== Material for this task ==

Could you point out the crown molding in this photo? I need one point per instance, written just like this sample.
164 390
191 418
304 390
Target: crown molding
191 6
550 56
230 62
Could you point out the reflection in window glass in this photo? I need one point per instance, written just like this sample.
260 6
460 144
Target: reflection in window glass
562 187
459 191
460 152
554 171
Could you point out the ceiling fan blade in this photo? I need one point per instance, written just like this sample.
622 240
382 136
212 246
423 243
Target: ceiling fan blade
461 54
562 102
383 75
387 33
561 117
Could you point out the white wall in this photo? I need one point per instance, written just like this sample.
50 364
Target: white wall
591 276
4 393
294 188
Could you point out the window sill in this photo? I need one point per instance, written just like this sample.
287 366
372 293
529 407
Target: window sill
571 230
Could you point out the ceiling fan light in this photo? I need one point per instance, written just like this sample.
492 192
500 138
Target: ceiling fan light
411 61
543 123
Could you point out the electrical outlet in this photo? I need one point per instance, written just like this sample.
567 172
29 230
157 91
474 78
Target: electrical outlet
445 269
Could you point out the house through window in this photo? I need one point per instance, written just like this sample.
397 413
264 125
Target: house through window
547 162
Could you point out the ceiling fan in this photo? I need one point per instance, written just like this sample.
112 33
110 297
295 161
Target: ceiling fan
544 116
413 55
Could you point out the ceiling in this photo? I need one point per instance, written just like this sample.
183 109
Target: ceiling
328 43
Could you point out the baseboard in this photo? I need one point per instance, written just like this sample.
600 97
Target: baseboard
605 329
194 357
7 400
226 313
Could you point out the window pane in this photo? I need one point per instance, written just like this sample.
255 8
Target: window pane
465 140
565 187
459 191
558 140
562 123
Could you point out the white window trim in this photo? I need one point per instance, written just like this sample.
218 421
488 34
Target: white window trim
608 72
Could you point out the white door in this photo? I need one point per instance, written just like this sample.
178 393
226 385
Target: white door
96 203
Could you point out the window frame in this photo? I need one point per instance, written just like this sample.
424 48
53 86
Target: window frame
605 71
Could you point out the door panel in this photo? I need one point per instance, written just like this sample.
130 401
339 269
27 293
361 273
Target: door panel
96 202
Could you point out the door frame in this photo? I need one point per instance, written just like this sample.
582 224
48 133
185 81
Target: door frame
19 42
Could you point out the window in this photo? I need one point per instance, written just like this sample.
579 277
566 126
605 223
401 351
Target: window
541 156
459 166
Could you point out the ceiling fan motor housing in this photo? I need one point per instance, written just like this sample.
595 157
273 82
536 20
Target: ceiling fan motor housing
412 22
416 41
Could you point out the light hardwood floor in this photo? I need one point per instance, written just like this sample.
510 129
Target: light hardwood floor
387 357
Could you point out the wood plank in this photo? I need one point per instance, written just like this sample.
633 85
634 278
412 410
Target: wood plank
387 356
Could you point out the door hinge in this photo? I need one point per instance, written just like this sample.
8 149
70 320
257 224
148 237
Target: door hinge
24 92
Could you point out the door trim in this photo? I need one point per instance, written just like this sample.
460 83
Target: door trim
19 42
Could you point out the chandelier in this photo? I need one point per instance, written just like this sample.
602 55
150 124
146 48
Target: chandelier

===
== Material for this task ==

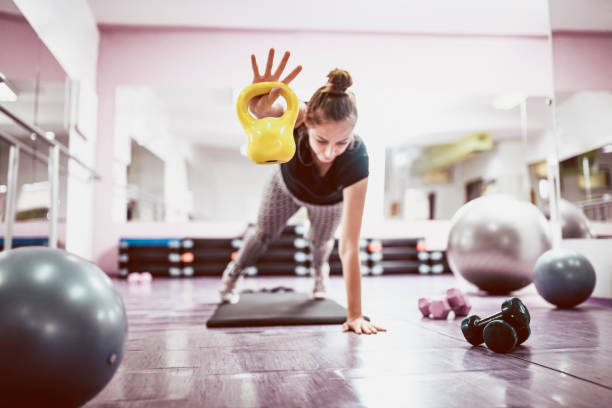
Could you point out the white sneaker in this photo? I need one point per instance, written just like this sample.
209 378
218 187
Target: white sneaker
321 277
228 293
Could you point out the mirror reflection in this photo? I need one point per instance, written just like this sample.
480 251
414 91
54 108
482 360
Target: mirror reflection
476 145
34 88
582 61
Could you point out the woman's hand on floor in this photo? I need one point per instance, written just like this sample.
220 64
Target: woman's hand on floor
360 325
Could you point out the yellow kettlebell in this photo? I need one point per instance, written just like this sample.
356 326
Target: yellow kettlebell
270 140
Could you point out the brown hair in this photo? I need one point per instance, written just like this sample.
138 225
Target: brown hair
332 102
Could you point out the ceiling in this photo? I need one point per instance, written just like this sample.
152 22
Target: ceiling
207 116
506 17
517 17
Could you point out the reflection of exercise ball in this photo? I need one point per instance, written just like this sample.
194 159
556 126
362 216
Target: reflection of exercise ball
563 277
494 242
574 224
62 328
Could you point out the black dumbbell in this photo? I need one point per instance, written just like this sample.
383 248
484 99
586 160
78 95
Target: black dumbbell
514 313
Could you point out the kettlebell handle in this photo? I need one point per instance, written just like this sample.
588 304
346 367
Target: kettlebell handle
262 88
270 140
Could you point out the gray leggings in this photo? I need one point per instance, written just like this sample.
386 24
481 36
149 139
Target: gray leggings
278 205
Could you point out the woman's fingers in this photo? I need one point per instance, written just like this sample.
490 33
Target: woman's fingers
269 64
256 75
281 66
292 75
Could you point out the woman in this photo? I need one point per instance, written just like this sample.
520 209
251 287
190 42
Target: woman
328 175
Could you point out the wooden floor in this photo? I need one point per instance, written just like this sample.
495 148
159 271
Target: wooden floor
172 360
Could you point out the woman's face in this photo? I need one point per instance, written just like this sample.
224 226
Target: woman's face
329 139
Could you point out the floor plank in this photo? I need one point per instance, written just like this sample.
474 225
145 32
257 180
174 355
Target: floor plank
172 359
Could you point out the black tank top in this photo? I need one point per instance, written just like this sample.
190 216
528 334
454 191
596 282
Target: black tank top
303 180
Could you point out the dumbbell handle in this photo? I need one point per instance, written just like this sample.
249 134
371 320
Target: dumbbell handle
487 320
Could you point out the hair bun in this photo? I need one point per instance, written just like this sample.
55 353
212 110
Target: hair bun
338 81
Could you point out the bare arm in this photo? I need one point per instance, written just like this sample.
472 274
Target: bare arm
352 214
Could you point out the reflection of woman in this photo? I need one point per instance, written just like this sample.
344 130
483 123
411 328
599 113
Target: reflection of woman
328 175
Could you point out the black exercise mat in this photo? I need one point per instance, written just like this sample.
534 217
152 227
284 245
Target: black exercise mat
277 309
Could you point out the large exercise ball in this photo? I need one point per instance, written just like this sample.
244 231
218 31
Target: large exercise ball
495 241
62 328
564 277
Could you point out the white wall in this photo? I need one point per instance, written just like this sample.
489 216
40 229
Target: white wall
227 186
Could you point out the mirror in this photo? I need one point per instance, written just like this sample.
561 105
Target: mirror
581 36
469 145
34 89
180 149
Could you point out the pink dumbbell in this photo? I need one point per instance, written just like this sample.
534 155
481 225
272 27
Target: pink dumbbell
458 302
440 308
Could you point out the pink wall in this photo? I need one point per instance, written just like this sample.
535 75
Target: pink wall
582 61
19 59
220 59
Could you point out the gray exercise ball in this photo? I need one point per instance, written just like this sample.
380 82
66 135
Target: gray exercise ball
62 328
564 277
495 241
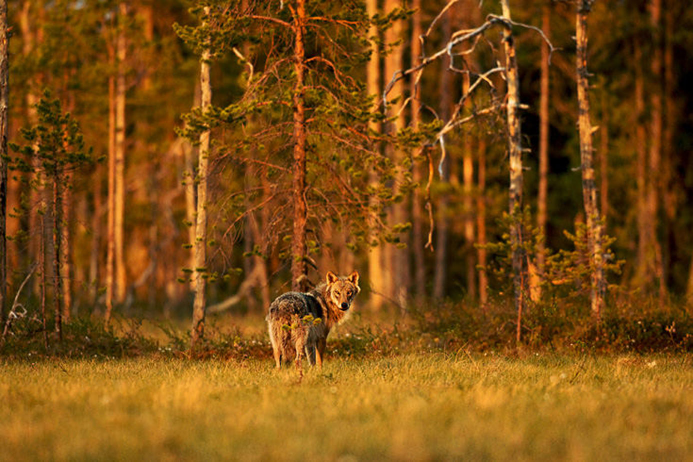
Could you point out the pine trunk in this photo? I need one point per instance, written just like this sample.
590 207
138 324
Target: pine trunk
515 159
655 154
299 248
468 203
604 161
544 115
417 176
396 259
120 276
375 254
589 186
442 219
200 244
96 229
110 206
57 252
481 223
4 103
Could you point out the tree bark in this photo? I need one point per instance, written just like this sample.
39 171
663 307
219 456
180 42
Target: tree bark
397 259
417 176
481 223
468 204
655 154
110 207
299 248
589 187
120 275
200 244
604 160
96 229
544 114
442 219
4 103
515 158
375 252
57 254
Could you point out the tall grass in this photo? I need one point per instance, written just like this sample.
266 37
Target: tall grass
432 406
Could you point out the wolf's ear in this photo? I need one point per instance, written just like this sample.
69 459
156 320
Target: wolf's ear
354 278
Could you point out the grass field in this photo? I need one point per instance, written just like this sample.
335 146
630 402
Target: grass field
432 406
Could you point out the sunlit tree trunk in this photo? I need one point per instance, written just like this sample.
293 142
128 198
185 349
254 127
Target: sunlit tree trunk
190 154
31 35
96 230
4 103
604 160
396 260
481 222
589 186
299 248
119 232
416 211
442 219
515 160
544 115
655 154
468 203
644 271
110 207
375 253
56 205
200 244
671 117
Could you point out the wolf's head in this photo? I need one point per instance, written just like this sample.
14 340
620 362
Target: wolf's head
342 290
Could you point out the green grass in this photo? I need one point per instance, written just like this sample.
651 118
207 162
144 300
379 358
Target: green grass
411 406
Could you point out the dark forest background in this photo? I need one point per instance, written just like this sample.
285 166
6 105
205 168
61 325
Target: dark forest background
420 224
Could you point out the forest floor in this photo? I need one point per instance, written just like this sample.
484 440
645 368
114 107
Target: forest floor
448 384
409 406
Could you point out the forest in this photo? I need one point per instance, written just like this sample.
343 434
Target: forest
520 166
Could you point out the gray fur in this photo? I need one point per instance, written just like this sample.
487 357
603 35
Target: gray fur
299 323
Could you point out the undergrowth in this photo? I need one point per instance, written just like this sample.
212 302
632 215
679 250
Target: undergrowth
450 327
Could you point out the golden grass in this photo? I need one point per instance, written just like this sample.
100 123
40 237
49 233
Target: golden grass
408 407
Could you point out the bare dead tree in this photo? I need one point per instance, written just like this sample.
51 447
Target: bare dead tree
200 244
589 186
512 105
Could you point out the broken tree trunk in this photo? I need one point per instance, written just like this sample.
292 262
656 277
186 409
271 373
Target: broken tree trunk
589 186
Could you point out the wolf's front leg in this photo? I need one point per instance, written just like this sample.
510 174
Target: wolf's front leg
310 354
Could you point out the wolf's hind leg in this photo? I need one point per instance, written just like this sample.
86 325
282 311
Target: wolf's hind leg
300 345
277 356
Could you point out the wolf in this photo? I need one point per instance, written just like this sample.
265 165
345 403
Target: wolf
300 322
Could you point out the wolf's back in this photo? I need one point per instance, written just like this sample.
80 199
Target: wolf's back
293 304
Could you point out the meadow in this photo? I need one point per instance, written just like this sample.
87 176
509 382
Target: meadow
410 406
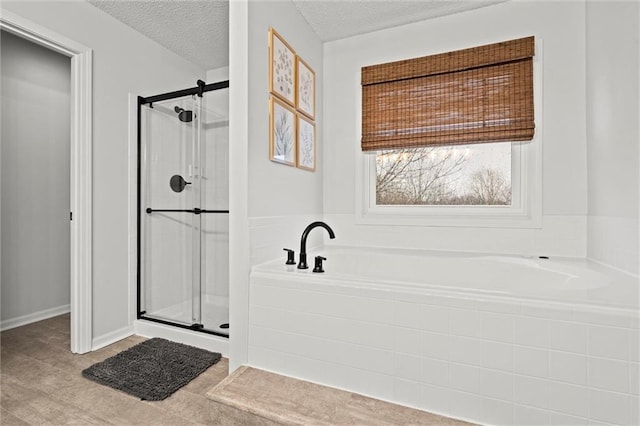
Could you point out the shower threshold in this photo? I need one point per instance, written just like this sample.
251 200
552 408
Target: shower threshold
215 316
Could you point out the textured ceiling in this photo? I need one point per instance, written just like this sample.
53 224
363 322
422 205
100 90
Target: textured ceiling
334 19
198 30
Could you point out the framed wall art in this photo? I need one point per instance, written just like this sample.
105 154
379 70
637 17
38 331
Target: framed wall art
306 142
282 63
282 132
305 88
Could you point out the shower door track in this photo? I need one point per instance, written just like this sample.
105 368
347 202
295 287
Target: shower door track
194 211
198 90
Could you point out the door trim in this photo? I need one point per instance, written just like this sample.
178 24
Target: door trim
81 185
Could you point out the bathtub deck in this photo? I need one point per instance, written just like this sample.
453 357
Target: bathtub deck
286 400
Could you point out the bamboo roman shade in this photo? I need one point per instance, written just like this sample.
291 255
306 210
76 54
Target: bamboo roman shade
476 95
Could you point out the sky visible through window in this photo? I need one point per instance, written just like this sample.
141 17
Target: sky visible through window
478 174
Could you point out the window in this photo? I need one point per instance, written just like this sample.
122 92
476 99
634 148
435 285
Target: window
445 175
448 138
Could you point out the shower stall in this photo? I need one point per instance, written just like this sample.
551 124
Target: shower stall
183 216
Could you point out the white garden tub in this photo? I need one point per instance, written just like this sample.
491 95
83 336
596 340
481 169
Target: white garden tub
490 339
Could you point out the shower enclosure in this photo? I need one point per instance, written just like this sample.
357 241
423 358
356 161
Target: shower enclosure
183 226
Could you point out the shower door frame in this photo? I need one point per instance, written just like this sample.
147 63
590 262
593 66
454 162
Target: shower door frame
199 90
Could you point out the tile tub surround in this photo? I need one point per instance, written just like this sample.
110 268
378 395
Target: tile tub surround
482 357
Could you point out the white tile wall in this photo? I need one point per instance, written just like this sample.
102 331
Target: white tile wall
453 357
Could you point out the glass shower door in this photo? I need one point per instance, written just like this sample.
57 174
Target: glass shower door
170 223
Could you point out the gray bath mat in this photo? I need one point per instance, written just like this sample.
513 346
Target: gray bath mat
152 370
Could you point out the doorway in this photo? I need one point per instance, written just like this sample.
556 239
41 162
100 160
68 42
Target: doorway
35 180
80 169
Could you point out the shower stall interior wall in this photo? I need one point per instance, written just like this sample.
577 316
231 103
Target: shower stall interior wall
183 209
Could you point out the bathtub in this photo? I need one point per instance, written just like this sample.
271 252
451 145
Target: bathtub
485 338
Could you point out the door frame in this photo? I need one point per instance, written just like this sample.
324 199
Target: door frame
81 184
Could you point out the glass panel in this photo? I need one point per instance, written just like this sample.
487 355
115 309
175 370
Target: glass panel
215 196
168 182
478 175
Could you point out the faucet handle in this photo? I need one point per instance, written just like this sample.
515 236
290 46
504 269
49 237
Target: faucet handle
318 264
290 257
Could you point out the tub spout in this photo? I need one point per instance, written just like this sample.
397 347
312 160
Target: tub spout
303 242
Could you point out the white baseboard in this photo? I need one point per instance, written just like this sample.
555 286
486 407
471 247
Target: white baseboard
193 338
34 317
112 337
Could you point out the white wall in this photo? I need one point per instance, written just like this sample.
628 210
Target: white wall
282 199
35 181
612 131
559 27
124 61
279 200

===

◆ **Written request**
Please pull out every line of the data above that contains the string "dead", matching case exactly, and copy each such line.

◆ **Result for this task**
Could you point out the bare dead tree in this photo? I need one point per instance, written just like this sample.
Target: bare dead tree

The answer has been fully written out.